** Begin TASK DATA **
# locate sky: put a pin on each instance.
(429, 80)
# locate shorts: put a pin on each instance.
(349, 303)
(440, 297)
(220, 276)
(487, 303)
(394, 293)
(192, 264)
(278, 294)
** End TASK DATA **
PROBLEM TO SOLVE: Update the records by changing every "pin" to "marker", keeping everything else identical.

ANSWER BELOW:
# locate sky: put a marker on each instance.
(429, 80)
# locate shorts: put a marker on each instance.
(349, 303)
(440, 297)
(220, 276)
(487, 303)
(394, 293)
(192, 264)
(278, 294)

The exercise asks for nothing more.